> **Supplied material**:
** Begin **

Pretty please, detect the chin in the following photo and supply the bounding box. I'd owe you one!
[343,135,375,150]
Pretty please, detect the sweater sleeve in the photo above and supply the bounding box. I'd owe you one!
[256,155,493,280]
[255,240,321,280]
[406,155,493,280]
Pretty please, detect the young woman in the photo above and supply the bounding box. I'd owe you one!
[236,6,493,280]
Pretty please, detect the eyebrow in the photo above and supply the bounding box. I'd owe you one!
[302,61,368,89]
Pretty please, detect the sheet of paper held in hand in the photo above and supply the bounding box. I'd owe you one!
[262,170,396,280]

** End **
** Begin **

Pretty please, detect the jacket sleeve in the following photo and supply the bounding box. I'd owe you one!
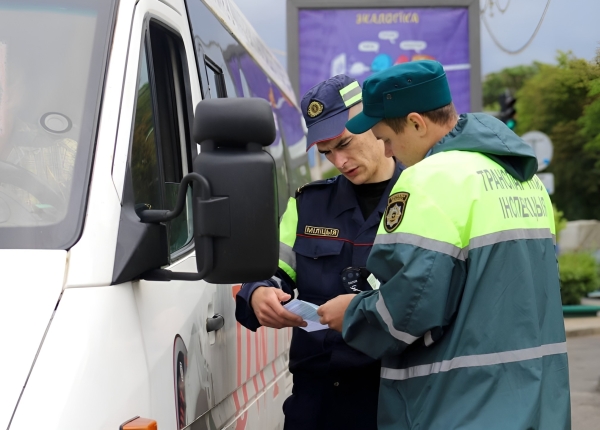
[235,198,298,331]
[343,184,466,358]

** End **

> **What to work on**: Please lay out the rows from the line with "Pretty please, detect the young" to the line with "[262,170,396,280]" as a two-column CSV headed text and answer, putting each text and its answer together on one line. Quote every field and turn any line breaks into spaces.

> **Reply to the task**:
text,answer
"Pretty please, detect the young woman in the photo above and supply the bounding box. I'd owe you one!","[236,6,493,280]"
"Pretty please, detect the eyebrow in the photo above and supply the bounding box. I'd owe you one!","[302,61,368,89]"
"Pretty please, detect the sheet of paper held in hand in the photo above and supply the bounding box. I'd owe you one!","[262,170,396,280]"